====== DATA SUPPLIED
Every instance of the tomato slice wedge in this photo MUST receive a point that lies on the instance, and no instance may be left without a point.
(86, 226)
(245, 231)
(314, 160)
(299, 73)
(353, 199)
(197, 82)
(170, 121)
============
- REQUEST
Shift each point in the lines above by 76: write out all of these lines again, with the request line unchanged and 76 added to every number in the coordinates.

- WORKED ANSWER
Every instance of the tomato slice wedge in this photo MUST receive a point that lies on the instance, and no instance may be left without a point.
(162, 302)
(321, 307)
(390, 236)
(375, 149)
(429, 275)
(273, 158)
(246, 197)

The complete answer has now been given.